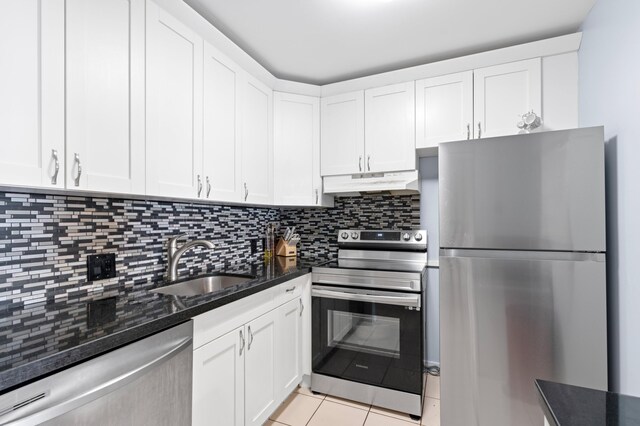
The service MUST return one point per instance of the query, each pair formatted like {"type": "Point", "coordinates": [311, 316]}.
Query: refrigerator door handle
{"type": "Point", "coordinates": [525, 255]}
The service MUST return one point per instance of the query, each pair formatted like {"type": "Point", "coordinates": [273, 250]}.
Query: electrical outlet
{"type": "Point", "coordinates": [101, 266]}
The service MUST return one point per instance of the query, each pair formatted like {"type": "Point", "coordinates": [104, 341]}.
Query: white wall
{"type": "Point", "coordinates": [610, 96]}
{"type": "Point", "coordinates": [429, 221]}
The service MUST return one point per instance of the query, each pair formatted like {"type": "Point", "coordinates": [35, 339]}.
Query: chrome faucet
{"type": "Point", "coordinates": [175, 253]}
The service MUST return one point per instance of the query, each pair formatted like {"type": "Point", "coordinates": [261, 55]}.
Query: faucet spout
{"type": "Point", "coordinates": [176, 253]}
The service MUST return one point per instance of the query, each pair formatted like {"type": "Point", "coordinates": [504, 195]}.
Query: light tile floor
{"type": "Point", "coordinates": [303, 408]}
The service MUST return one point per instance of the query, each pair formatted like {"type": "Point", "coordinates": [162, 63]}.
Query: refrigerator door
{"type": "Point", "coordinates": [541, 191]}
{"type": "Point", "coordinates": [508, 318]}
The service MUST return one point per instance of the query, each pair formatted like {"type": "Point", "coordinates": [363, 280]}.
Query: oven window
{"type": "Point", "coordinates": [366, 342]}
{"type": "Point", "coordinates": [373, 334]}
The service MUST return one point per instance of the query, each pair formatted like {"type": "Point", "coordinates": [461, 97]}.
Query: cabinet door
{"type": "Point", "coordinates": [174, 107]}
{"type": "Point", "coordinates": [390, 143]}
{"type": "Point", "coordinates": [260, 359]}
{"type": "Point", "coordinates": [502, 93]}
{"type": "Point", "coordinates": [32, 93]}
{"type": "Point", "coordinates": [221, 137]}
{"type": "Point", "coordinates": [105, 95]}
{"type": "Point", "coordinates": [296, 134]}
{"type": "Point", "coordinates": [289, 348]}
{"type": "Point", "coordinates": [218, 381]}
{"type": "Point", "coordinates": [257, 143]}
{"type": "Point", "coordinates": [444, 109]}
{"type": "Point", "coordinates": [342, 135]}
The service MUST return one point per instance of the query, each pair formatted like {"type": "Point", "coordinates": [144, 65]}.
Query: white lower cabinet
{"type": "Point", "coordinates": [289, 347]}
{"type": "Point", "coordinates": [218, 381]}
{"type": "Point", "coordinates": [241, 376]}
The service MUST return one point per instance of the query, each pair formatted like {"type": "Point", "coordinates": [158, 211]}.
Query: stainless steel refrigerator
{"type": "Point", "coordinates": [522, 272]}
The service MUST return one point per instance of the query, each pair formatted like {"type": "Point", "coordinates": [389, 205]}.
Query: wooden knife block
{"type": "Point", "coordinates": [286, 250]}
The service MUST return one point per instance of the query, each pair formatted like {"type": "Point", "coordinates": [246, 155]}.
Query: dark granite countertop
{"type": "Point", "coordinates": [38, 340]}
{"type": "Point", "coordinates": [566, 405]}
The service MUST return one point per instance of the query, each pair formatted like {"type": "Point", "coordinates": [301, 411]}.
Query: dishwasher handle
{"type": "Point", "coordinates": [56, 396]}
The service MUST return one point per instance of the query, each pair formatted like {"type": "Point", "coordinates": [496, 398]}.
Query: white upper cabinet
{"type": "Point", "coordinates": [297, 179]}
{"type": "Point", "coordinates": [502, 93]}
{"type": "Point", "coordinates": [257, 142]}
{"type": "Point", "coordinates": [32, 93]}
{"type": "Point", "coordinates": [174, 107]}
{"type": "Point", "coordinates": [390, 143]}
{"type": "Point", "coordinates": [444, 109]}
{"type": "Point", "coordinates": [105, 95]}
{"type": "Point", "coordinates": [342, 134]}
{"type": "Point", "coordinates": [221, 137]}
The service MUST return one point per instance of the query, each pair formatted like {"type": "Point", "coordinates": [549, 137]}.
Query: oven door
{"type": "Point", "coordinates": [368, 336]}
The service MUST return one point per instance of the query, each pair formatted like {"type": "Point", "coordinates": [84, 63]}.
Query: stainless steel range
{"type": "Point", "coordinates": [368, 326]}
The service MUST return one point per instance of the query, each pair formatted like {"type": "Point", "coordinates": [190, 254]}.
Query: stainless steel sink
{"type": "Point", "coordinates": [203, 285]}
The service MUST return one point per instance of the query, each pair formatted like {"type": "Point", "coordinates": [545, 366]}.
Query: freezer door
{"type": "Point", "coordinates": [541, 191]}
{"type": "Point", "coordinates": [509, 318]}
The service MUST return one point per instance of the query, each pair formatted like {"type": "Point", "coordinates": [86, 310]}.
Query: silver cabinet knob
{"type": "Point", "coordinates": [56, 166]}
{"type": "Point", "coordinates": [76, 159]}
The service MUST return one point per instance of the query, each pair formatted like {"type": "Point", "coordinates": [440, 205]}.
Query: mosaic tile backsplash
{"type": "Point", "coordinates": [45, 239]}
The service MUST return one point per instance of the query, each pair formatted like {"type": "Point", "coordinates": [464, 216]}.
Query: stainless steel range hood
{"type": "Point", "coordinates": [399, 183]}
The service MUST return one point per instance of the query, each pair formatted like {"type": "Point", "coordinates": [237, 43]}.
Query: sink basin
{"type": "Point", "coordinates": [203, 285]}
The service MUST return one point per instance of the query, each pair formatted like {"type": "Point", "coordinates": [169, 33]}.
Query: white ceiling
{"type": "Point", "coordinates": [324, 41]}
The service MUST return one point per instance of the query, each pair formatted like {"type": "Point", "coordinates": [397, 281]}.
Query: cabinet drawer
{"type": "Point", "coordinates": [219, 321]}
{"type": "Point", "coordinates": [290, 290]}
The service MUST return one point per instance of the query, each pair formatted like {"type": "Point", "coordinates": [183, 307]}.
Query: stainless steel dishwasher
{"type": "Point", "coordinates": [145, 383]}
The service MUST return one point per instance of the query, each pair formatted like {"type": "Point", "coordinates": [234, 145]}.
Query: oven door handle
{"type": "Point", "coordinates": [410, 300]}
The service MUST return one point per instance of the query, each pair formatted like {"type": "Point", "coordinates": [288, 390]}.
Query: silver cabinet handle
{"type": "Point", "coordinates": [76, 159]}
{"type": "Point", "coordinates": [56, 169]}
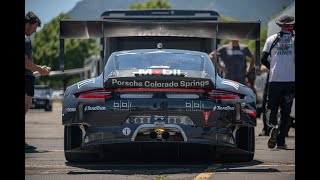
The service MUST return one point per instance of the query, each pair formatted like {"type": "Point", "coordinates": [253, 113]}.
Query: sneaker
{"type": "Point", "coordinates": [263, 133]}
{"type": "Point", "coordinates": [273, 138]}
{"type": "Point", "coordinates": [282, 146]}
{"type": "Point", "coordinates": [29, 147]}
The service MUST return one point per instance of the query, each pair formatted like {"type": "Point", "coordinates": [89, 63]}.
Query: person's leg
{"type": "Point", "coordinates": [273, 103]}
{"type": "Point", "coordinates": [27, 103]}
{"type": "Point", "coordinates": [29, 92]}
{"type": "Point", "coordinates": [285, 115]}
{"type": "Point", "coordinates": [265, 128]}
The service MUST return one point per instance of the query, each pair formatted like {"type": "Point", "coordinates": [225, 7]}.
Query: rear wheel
{"type": "Point", "coordinates": [72, 140]}
{"type": "Point", "coordinates": [245, 139]}
{"type": "Point", "coordinates": [48, 107]}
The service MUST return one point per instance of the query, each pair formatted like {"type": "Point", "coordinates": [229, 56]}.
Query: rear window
{"type": "Point", "coordinates": [159, 61]}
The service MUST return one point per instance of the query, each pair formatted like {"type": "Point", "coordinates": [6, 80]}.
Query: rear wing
{"type": "Point", "coordinates": [79, 29]}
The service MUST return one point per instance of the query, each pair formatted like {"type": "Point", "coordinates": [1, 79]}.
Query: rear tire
{"type": "Point", "coordinates": [245, 139]}
{"type": "Point", "coordinates": [72, 140]}
{"type": "Point", "coordinates": [48, 107]}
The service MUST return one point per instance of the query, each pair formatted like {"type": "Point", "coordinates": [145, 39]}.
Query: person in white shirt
{"type": "Point", "coordinates": [281, 90]}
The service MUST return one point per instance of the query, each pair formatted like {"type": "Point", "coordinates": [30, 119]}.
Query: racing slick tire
{"type": "Point", "coordinates": [48, 107]}
{"type": "Point", "coordinates": [73, 141]}
{"type": "Point", "coordinates": [245, 139]}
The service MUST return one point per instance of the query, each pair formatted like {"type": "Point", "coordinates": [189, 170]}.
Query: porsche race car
{"type": "Point", "coordinates": [156, 100]}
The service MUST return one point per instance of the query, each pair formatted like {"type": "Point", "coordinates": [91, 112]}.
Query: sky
{"type": "Point", "coordinates": [46, 10]}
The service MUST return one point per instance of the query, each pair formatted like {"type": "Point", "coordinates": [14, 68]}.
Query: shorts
{"type": "Point", "coordinates": [29, 86]}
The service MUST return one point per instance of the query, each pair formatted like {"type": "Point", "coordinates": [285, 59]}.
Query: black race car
{"type": "Point", "coordinates": [42, 98]}
{"type": "Point", "coordinates": [158, 101]}
{"type": "Point", "coordinates": [157, 96]}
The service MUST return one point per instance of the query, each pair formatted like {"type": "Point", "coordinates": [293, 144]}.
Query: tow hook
{"type": "Point", "coordinates": [159, 134]}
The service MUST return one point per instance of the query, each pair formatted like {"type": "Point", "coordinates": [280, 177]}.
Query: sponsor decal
{"type": "Point", "coordinates": [84, 82]}
{"type": "Point", "coordinates": [249, 111]}
{"type": "Point", "coordinates": [69, 110]}
{"type": "Point", "coordinates": [223, 108]}
{"type": "Point", "coordinates": [234, 84]}
{"type": "Point", "coordinates": [206, 115]}
{"type": "Point", "coordinates": [157, 84]}
{"type": "Point", "coordinates": [126, 131]}
{"type": "Point", "coordinates": [122, 105]}
{"type": "Point", "coordinates": [143, 72]}
{"type": "Point", "coordinates": [94, 108]}
{"type": "Point", "coordinates": [194, 106]}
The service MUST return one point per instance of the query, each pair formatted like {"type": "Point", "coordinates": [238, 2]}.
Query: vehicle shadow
{"type": "Point", "coordinates": [164, 167]}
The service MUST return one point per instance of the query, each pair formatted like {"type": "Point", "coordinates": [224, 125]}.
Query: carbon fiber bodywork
{"type": "Point", "coordinates": [159, 105]}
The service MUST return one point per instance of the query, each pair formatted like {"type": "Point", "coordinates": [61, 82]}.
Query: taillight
{"type": "Point", "coordinates": [222, 95]}
{"type": "Point", "coordinates": [96, 94]}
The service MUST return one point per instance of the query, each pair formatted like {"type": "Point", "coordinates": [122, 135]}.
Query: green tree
{"type": "Point", "coordinates": [46, 51]}
{"type": "Point", "coordinates": [152, 4]}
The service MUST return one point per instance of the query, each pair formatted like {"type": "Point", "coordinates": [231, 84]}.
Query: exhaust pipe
{"type": "Point", "coordinates": [153, 135]}
{"type": "Point", "coordinates": [165, 135]}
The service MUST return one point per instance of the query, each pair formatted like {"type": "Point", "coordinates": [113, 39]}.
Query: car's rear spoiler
{"type": "Point", "coordinates": [80, 29]}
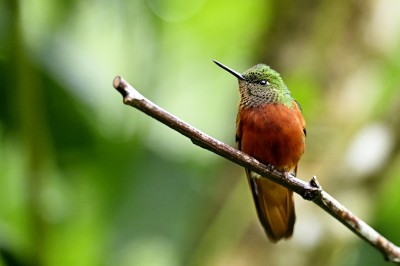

###

Please identify every line in the rows above that contains the word "person", and copy each of those lines in full.

■ Task result:
Query: person's leg
Query: person in white shirt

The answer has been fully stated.